(Extracted data entries)
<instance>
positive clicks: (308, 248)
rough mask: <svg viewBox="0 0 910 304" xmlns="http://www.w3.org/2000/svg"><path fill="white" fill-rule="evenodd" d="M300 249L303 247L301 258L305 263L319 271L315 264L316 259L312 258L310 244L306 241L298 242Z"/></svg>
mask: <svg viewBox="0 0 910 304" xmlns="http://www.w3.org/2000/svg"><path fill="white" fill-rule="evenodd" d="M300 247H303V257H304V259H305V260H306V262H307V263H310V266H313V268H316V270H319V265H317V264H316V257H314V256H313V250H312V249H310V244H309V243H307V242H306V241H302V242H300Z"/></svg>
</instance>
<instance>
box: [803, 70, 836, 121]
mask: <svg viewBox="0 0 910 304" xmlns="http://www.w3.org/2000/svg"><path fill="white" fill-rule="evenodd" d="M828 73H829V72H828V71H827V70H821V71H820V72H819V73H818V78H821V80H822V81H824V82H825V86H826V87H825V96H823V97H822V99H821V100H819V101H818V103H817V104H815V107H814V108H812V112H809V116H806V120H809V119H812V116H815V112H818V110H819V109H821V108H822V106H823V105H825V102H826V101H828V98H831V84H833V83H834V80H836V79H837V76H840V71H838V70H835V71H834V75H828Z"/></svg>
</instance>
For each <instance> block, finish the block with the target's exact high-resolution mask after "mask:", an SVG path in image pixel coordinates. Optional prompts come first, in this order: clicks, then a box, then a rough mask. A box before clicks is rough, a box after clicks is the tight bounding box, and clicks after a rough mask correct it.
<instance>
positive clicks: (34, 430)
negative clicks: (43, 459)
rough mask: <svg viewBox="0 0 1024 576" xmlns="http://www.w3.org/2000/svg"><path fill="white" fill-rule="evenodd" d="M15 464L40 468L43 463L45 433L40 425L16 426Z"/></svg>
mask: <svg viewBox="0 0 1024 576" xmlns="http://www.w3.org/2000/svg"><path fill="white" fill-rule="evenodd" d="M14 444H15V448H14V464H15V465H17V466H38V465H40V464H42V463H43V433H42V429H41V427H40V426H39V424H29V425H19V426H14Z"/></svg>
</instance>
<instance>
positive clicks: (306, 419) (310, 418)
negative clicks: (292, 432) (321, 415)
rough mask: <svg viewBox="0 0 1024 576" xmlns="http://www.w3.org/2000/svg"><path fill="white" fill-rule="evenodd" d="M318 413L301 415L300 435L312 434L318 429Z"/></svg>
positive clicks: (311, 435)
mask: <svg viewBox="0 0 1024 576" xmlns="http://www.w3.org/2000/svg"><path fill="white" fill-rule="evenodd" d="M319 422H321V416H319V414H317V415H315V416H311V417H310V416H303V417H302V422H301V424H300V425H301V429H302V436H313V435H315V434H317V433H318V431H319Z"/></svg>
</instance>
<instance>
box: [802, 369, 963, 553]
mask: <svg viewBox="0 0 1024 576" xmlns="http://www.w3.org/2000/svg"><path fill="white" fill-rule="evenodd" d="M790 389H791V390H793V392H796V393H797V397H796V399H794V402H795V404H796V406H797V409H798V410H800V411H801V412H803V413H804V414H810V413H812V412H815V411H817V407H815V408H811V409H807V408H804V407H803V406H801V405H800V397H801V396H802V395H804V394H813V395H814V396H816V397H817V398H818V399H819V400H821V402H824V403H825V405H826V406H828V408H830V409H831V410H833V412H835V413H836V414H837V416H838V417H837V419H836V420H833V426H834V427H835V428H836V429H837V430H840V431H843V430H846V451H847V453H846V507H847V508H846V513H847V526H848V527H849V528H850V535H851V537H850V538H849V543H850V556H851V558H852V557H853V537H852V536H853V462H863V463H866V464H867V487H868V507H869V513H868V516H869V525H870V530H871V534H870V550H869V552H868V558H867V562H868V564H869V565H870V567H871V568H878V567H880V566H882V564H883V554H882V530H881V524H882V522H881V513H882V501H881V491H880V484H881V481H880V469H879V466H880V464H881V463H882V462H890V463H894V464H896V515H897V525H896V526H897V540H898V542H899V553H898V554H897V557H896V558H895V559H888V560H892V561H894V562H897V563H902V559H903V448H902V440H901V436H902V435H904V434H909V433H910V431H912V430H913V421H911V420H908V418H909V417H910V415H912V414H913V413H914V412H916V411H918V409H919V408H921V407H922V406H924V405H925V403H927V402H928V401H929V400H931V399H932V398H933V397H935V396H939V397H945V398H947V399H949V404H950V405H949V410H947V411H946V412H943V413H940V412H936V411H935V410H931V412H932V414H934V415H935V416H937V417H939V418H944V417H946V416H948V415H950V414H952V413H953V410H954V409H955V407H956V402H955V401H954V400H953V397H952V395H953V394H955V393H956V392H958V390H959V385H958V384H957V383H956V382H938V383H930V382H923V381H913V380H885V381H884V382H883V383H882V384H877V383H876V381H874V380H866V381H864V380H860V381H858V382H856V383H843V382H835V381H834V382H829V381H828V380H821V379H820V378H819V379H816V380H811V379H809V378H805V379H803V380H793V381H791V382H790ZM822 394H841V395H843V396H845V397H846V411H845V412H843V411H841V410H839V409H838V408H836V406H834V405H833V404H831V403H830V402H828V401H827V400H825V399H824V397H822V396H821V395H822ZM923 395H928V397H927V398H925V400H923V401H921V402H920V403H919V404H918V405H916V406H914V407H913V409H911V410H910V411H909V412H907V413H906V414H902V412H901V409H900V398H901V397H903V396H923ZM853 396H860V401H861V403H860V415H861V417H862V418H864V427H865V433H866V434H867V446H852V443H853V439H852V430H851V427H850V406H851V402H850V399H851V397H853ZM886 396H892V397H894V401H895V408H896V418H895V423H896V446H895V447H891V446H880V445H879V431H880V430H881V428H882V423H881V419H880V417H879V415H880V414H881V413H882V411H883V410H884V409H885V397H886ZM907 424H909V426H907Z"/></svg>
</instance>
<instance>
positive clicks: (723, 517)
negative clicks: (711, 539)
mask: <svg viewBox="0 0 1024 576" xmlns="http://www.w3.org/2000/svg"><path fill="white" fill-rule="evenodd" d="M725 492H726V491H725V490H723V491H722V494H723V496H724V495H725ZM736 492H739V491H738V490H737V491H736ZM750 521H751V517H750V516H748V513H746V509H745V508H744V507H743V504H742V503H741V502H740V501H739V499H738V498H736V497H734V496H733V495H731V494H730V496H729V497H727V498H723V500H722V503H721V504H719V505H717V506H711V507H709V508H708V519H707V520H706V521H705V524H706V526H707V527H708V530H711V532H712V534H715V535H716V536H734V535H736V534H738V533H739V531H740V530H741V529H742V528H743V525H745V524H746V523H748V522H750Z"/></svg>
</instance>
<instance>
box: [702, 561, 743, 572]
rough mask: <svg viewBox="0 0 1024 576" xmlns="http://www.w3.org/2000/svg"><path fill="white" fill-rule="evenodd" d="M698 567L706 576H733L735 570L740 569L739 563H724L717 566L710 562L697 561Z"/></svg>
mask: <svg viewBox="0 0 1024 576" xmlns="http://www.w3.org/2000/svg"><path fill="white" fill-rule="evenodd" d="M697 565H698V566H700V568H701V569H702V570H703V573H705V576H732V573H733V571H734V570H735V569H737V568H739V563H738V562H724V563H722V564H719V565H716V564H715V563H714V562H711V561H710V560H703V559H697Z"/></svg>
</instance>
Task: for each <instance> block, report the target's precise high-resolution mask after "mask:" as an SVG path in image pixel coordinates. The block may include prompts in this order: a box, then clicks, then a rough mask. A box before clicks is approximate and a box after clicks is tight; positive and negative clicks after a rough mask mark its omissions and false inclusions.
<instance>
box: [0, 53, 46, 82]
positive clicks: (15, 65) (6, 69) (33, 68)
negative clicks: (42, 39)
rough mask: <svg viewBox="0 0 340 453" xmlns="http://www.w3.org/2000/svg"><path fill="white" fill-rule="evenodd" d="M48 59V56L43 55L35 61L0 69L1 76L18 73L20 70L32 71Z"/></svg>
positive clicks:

WHAT TO DO:
Reproduce word for word the part of the records above that opens with their first line and closes with the line containing "249L303 247L301 258L305", including both of those lines.

COMPLETED EXERCISE:
<instance>
positive clicks: (308, 248)
rough mask: <svg viewBox="0 0 910 304" xmlns="http://www.w3.org/2000/svg"><path fill="white" fill-rule="evenodd" d="M300 249L303 247L301 258L305 263L319 271L315 264L316 259L312 258L310 244L306 241L298 242Z"/></svg>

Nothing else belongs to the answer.